Directions
Extract each line of the records below that contains the string "clicks". Case matters.

Material supplied
■ ■ ■ ■ ■ ■ ■
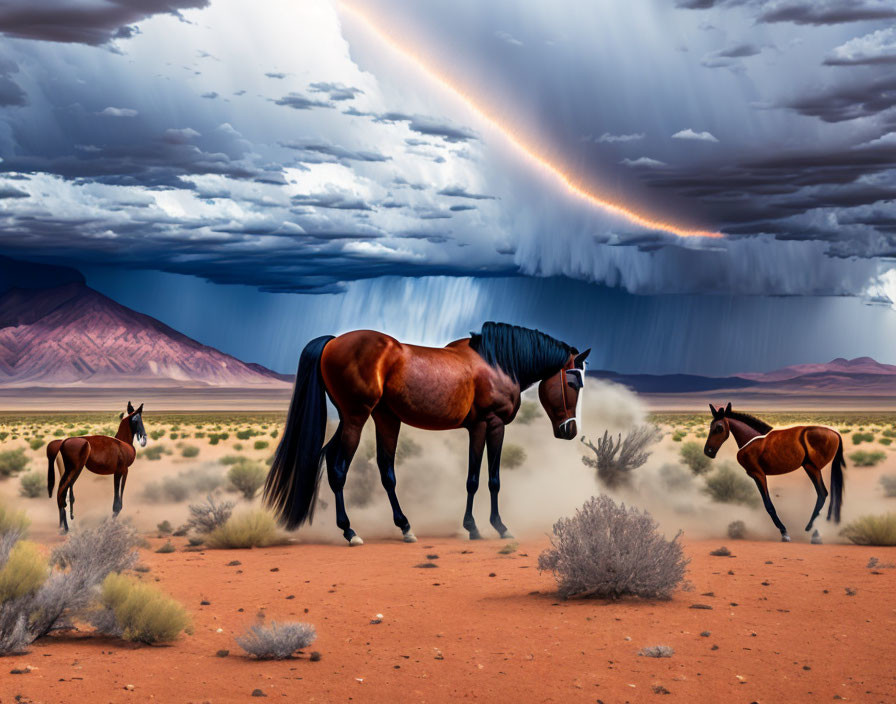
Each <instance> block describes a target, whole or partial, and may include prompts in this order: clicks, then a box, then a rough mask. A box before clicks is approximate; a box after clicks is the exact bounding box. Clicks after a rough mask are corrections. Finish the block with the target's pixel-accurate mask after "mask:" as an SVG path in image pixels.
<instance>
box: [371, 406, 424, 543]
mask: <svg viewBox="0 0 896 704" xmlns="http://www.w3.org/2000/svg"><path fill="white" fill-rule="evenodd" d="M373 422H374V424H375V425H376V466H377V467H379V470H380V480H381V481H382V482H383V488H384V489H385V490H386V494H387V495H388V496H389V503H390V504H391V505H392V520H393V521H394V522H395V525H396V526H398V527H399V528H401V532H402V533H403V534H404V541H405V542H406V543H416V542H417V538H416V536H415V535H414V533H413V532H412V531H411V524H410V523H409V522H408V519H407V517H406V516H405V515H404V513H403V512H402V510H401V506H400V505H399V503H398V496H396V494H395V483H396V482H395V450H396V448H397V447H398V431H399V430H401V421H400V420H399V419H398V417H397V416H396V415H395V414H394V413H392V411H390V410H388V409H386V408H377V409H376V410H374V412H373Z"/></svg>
■ ■ ■ ■ ■ ■ ■
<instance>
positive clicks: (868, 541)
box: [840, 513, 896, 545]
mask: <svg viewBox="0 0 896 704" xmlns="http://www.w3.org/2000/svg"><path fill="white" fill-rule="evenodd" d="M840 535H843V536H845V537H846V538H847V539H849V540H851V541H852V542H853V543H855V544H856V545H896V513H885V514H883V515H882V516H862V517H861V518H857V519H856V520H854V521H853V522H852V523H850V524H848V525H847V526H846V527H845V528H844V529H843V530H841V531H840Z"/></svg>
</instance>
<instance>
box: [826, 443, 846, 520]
■ ■ ■ ■ ■ ■ ■
Answer space
Each <instance> block describes a target, whole or partial, and may include prompts in this order: clicks, then a box, then a rough mask. A box before clicks is approximate; a box after clicks is the exact bounding box. Clicks after a rough mask are corrections. Finish the block with the target's pixel-accurate mask after "mask:" as an SVG path in image pixels.
positive clicks: (868, 541)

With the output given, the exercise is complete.